Exercise directions: The entire listing is to be repeated verbatim.
*** Extracted data ***
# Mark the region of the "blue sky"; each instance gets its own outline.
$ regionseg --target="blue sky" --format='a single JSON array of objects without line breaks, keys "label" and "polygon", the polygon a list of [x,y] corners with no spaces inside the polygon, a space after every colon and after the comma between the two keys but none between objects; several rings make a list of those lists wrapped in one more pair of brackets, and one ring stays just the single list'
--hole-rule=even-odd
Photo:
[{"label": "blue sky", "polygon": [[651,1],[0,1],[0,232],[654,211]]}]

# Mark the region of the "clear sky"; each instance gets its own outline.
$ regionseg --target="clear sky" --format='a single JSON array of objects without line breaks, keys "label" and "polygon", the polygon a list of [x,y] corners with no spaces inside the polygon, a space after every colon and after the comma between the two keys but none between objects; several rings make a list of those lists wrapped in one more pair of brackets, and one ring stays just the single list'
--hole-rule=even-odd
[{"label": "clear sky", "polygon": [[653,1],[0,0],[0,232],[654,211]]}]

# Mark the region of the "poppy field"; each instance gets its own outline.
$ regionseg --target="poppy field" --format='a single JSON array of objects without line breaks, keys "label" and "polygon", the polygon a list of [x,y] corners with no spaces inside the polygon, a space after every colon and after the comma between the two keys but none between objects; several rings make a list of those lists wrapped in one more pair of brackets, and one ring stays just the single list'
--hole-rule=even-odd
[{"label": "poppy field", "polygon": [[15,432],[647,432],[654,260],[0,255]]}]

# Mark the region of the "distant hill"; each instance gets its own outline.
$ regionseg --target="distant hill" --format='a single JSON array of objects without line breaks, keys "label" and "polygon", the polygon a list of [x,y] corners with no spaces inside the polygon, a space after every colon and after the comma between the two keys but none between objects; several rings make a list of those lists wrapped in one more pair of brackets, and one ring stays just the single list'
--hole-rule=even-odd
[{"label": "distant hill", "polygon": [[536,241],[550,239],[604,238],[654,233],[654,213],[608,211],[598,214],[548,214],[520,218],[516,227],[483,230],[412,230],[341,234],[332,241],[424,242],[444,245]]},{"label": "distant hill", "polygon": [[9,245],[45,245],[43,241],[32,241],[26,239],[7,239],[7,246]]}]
***
The response:
# Mark the region of the "blue sky"; each instance gets its own outline.
$ regionseg --target="blue sky" --format='a single JSON array of objects without line breaks, keys "label" and "polygon", the polygon a list of [x,y] corners with no spaces inside the polygon, a space after every colon and after the comma between the two keys but none between objects; several rings make a list of those lists wrapped in one more pair of brackets, and one ring stays just the single list'
--hole-rule=even-odd
Photo:
[{"label": "blue sky", "polygon": [[651,1],[0,1],[0,232],[654,211]]}]

# Mark the region of the "clear sky"; each instance gets its own outline.
$ regionseg --target="clear sky" --format='a single JSON array of objects without line breaks, keys "label" and "polygon", the polygon a list of [x,y] corners with no spaces inside the polygon, a space after every colon and after the comma between the two keys but none between objects; several rings make a list of those lists wrapped in one more pair of brackets, and one ring stays just the single list'
--hole-rule=even-odd
[{"label": "clear sky", "polygon": [[653,1],[0,0],[0,232],[654,211]]}]

# Mark the region of the "poppy field"; each instance gets its own outline.
$ regionseg --target="poppy field" --format='a single JSON array of objects without line breaks, keys "label" and "polygon", the polygon a list of [x,y] corners with no spaces inside the polygon, a space after every colon and after the comma between the two keys but none between objects; several rings make a list of those lists wrapped in one more pair of brackets, and one ring stays just the single list'
--hole-rule=even-odd
[{"label": "poppy field", "polygon": [[15,432],[647,432],[654,260],[0,255]]}]

# Mark the region of the "distant hill"; each instance gets its own outline.
$ regionseg --target="distant hill" --format='a single JSON array of objects without line breaks, keys "label" and "polygon", the polygon a list of [x,y] corners with no spaces inside the polygon, a space after every colon and after the comma between the two keys but none between objects; several rings make a list of those lists wrapped in one more pair of brackets, and one ring stays just the single list'
--hole-rule=even-odd
[{"label": "distant hill", "polygon": [[536,241],[550,239],[604,238],[654,233],[654,213],[608,211],[598,214],[548,214],[520,218],[516,227],[483,230],[412,230],[341,234],[332,241],[424,242],[444,245]]},{"label": "distant hill", "polygon": [[9,245],[45,245],[43,241],[32,241],[26,239],[7,239],[7,246]]}]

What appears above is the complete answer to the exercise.